It's going to be an interesting few years ahead. AI bubble go boom boom? All those subsidized chip factories having to fight for customers? TSMC N2 being as good as Nenni claims? Intel getting competitive again? Someone developing a cheap and fast interconnect technology?

So many possibilities.

 

[Ajay]

It's going to be an interesting few years ahead. AI bubble go boom boom? All those subsidized chip factories having to fight for customers? TSMC N2 being as good as Nenni claims? Intel getting competitive again? Someone developing a cheap and fast interconnect technology?

So many possibilities.

It'll just flatten out at some point and then stock prices will drop to 'normal' - IMHO. But, volumes could drop in a few years and then panic will crash 'AI' stocks on W$. No one really knows.

 

[SpudLobby]

3GAP (or whatever they call it now) still could be an okay node, and Samsung should be able to offer it in higher volume than anything Intel will have through 18a.

The second gen process of 3nm that doesn’t offer much difference from the first is now called SF2. Should be +22% perf and - 45% power over their 4nm standard node. The trouble with that is that their 4nm node sucks, and is like 10-15+% behind on perf still or -25-35% on power.

The next 3nm Will be used by the Exynos 2500 but they have 0 other major clients at all, and their AI customers are mainly just using 4nm and soon the SF4X which would be the version of 4nm that can actually compete with N4 and N4P in terms of power/performance - a 10-15% perf gain or 30% power reduction over 4NM LPP.

4NM LPP and LPP+ are okay, but still not really TSMC N4-caliber on power/performance, apparently a ton of variance though and 4LPP+ should genuinely be better. Still better than it was in terms of yield but not enough to take chances on a good random die I think.


But regardless, Google’s Tensor G4 2024 will be 4NM LPP+, and they are switching to TSMC N3 for Tensor G5 2025.


They lost Qualcomm, Nvidia (mostly) now Google most likely right as their 3nm would be Google’s option.

I don’t think things are going well at Samsung foundry. Improving relative to the initial 4nm and 5nm disaster yes but still.

 

[Doug S]

I don’t think things are going well at Samsung foundry. Improving relative to the initial 4nm and 5nm disaster yes but still.

I wonder how long they can keep convince those at the top to keep investing all the billions required to try to keep up with the leading edge if they can't get things working well enough to gain any outside customers? If Samsung's phone division committed to using Exynos products across their entire line instead of in limited regions that would help. Otherwise I don't see where they are going to get any volume, and pretty soon we'll be down to only two leading edge foundries - with Intel only able to have a shot at keeping up due to a lot of government subsidies and private equity investment.

## Recorded information
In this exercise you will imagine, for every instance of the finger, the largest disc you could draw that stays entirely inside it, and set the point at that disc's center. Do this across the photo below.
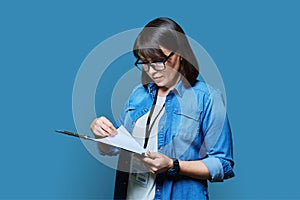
(108, 124)
(152, 155)
(100, 132)
(105, 129)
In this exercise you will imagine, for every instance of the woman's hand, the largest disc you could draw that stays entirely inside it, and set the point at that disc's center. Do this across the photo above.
(156, 162)
(102, 127)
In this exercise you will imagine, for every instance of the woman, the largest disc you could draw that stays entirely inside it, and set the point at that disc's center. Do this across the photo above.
(181, 122)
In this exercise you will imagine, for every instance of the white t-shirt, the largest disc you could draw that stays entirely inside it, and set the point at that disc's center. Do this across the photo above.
(141, 184)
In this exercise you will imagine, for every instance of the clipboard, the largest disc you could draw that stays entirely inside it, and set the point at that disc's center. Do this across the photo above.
(123, 140)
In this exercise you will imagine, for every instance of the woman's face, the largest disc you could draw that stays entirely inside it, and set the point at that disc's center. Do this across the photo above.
(168, 78)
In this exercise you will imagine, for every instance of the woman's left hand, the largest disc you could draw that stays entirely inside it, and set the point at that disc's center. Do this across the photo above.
(156, 162)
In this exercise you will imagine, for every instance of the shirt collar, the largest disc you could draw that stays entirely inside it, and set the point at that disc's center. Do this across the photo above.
(178, 89)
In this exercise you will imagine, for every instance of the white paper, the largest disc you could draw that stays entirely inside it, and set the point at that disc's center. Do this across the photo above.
(123, 140)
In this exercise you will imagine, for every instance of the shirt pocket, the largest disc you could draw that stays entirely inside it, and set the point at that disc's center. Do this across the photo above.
(188, 125)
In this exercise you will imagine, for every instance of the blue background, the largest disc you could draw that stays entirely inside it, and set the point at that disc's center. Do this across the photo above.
(255, 45)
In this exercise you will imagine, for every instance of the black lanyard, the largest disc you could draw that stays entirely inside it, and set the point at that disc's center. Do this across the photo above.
(148, 126)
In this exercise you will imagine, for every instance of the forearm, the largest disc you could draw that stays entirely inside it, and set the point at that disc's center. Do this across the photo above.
(195, 169)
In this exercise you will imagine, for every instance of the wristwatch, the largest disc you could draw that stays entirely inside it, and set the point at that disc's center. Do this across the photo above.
(173, 171)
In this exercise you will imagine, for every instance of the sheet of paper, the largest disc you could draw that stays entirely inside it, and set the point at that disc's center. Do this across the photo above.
(123, 140)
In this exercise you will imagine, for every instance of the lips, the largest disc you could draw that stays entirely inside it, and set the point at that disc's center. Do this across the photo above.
(156, 78)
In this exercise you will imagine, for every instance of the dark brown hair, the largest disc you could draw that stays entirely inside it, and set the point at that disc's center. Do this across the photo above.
(167, 33)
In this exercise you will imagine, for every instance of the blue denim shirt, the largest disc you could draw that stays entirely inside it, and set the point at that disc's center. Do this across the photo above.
(194, 127)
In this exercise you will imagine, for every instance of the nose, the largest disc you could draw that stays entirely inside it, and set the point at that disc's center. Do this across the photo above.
(151, 70)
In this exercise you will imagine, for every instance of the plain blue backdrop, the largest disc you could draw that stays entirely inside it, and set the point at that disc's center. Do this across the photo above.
(255, 45)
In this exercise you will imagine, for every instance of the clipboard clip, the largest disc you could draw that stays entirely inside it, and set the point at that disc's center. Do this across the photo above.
(74, 134)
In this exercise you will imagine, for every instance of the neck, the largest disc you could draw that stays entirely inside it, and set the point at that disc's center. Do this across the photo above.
(164, 91)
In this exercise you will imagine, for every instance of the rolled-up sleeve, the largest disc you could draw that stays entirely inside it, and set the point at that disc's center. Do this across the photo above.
(217, 148)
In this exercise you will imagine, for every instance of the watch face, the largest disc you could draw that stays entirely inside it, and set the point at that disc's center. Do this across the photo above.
(174, 170)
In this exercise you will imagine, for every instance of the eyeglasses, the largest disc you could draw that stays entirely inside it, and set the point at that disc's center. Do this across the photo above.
(157, 66)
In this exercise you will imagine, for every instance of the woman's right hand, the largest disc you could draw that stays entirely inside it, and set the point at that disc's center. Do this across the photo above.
(102, 127)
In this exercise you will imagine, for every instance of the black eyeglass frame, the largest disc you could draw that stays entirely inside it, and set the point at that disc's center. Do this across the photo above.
(154, 64)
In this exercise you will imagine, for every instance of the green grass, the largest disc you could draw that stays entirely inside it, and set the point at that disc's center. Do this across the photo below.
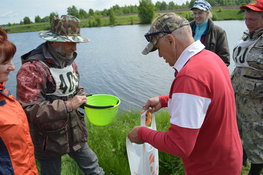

## Assigned task 1
In the foundry discussion, what is Samsung's second-generation 3nm process now called?
## Assigned task 2
Write the next part of the foundry discussion, picking up after its final sentence.

## Expected output 1
SF2.

## Expected output 2
 

[SpudLobby]

I wonder how long they can keep convince those at the top to keep investing all the billions required to try to keep up with the leading edge if they can't get things working well enough to gain any outside customers? If Samsung's phone division committed to using Exynos products across their entire line instead of in limited regions that would help. Otherwise I don't see where they are going to get any volume, and pretty soon we'll be down to only two leading edge foundries - with Intel only able to have a shot at keeping up due to a lot of government subsidies and private equity investment.

Agreed. It’s a mess. They have small Korean AI customers but that’s almost like a handout, might even be subsidized and it’s just on 4NM (SF4X). Similarly AMD is only doing one cheapo Zen 5 4c part on SF4X.

So after 4 years of playing around with 5 and 4nm, and really the 4nm only started in 2021, with the 5nm being sort of a fake 7nm shrink, they just might be good enough for a small, cheapo AMD part in 2025 on a derivative tweak of it and some dead end startups.


Also funny — Intel by contrast is on the upswing. Backside power delivery working, 18A should ship some with PTL, Nova Lake also on 18A (?), and a path to some extensions of their nodes for efficiency, performance, TSV cachet etc.

Only thing against them is cost and regulation in the West really.

Edit: well, upswing but quite volatile. I mean relative to Samsung I guess.